Extract to read:
In history lessons, in America and Europe, slavery in recent years has entered the curriculum in an era of liberal contrition. However, my guest this week argues that an orientalist narrative is often forwarded, depicting African’s as backwards and devoid of culture. At the heart of this ‘black orientalism’ is the notion that these slaves did not come from a culture rooted in civilisation and importantly there is a scant attention given to the fact that many of these Africans came from Islamic communities and were devout Muslims.

My guest this week is Hakeem Muhammad, he argues that narratives about the slave trade barely mention the Muslim origin of many African’s that were enslaved, their courageous attempts to remain Muslim despite severe repression and indeed the role Islam played as a basis of defiance and the driver behind many of the slave rebellions on plantations. Hakeem charts the role of Christianity in legitimising slavery but also how forcible conversions were used to pacify slaves. For Hakeem, the advent of liberalism did little to reverse this racialised world view, he suggests early liberal philosophers like Locke and Kant were proponents of slavery and talked openly about subjugating African’s in pursuit of economic gain. Controversially, he argues liberalism remains interlinked with the notion of ‘white supremacy’ and as such can never resolve the structural racism inherent in American and European society.

I must say I found many of his assertions though-provoking and probed him on his view that white supremacy remains a dominant feature of modern liberal democracies. In my view what is clear is that liberalism may profess to be an ideology that looks to create an egalitarian society, in reality, it has never managed to remove racialism as a way of thinking and indeed even progressive liberals all too often replace racial hierarchies with cultural ones, professing on the one hand equality but reducing foreign cultures and religions as inferior. This is pronounced in the way liberals continue to see Islam as backwards and the only ‘good Muslim’ are those that justify Islamic practice through the prism of liberalism.

What is asked:
1. According to the text on Islam and the slave trade, which things does Hakeem Muhammad say narratives about the slave trade barely mention? List all of them.
2. Using the text on Islam and the slave trade, explain why Hakeem Muhammad holds that liberalism can never resolve the structural racism in American and European society.
3. From the text on Islam and the slave trade, write out the passage starting with "I must say I" and going on through "prism of liberalism.".

Record excerpts:
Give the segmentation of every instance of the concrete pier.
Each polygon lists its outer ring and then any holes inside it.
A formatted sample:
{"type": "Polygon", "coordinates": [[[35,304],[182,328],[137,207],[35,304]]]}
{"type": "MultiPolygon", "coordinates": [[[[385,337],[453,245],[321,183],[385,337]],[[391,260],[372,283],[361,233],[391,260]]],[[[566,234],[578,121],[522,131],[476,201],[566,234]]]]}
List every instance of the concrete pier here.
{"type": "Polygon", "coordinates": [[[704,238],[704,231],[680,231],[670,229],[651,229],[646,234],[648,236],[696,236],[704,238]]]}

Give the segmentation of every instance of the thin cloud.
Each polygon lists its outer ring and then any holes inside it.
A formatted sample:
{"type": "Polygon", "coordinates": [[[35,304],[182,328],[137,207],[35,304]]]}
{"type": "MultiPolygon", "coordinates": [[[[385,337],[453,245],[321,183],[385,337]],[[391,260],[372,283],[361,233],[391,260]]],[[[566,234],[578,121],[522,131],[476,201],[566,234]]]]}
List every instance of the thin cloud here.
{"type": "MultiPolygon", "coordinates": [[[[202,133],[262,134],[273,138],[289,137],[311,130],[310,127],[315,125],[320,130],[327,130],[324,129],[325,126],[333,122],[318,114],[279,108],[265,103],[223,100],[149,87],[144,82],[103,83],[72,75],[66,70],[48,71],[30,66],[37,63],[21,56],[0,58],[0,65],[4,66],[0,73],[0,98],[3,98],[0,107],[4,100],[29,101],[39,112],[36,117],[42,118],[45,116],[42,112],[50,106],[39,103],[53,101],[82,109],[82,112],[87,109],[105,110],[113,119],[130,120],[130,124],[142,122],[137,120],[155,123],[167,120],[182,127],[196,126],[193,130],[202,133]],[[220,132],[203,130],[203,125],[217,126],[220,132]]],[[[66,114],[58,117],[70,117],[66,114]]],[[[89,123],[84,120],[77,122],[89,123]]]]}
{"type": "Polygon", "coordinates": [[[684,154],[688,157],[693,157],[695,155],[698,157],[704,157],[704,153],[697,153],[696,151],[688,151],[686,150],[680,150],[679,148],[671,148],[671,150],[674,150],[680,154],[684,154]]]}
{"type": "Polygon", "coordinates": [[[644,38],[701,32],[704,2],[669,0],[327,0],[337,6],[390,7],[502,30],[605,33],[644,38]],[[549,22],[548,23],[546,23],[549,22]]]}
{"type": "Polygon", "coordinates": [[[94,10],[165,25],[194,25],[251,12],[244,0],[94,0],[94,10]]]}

Task-by-task solutions:
1.
- The Muslim origin of many of the Africans who were enslaved
- Their courageous attempts to remain Muslim despite severe repression
- The role Islam played as a basis of defiance and as the driver behind many of the slave rebellions on plantations

2. He argues that liberalism remains interlinked with the notion of "white supremacy." For this reason, he holds that it can never resolve the structural racism inherent in American and European society.

3.
I must say I found many of his assertions though-provoking and probed him on his view that white supremacy remains a dominant feature of modern liberal democracies. In my view what is clear is that liberalism may profess to be an ideology that looks to create an egalitarian society, in reality, it has never managed to remove racialism as a way of thinking and indeed even progressive liberals all too often replace racial hierarchies with cultural ones, professing on the one hand equality but reducing foreign cultures and religions as inferior. This is pronounced in the way liberals continue to see Islam as backwards and the only ‘good Muslim’ are those that justify Islamic practice through the prism of liberalism.